**Prompt**. Take the line containing "glass door fridge" in the listing below and copy it, along with every line after it, without alteration.
--- Records for this exercise ---
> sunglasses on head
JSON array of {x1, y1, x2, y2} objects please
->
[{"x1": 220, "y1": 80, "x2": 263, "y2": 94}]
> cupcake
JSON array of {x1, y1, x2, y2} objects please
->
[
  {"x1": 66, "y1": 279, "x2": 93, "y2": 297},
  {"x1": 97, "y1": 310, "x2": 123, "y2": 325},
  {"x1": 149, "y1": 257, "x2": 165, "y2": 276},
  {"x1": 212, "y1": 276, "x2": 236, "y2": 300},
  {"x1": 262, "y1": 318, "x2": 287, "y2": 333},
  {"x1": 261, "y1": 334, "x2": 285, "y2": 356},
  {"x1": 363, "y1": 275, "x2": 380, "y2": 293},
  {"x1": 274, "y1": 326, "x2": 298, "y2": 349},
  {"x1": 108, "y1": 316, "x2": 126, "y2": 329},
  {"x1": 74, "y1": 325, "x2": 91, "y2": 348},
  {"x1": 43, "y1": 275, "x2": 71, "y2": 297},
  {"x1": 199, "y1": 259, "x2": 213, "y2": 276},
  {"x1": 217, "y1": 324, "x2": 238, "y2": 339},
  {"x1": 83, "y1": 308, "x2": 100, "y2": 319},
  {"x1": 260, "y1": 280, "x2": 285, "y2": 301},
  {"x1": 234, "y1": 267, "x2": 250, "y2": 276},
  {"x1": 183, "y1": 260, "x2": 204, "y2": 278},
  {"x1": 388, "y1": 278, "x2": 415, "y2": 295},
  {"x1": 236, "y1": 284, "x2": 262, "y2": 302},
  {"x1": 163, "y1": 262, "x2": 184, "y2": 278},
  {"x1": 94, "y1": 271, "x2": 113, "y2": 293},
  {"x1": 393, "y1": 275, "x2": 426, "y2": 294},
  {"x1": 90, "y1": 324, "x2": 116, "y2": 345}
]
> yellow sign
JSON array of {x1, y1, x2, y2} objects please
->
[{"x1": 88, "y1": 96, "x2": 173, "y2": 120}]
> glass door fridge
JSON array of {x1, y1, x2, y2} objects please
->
---
**Completed task**.
> glass door fridge
JSON array of {x1, y1, x2, y2} objects please
->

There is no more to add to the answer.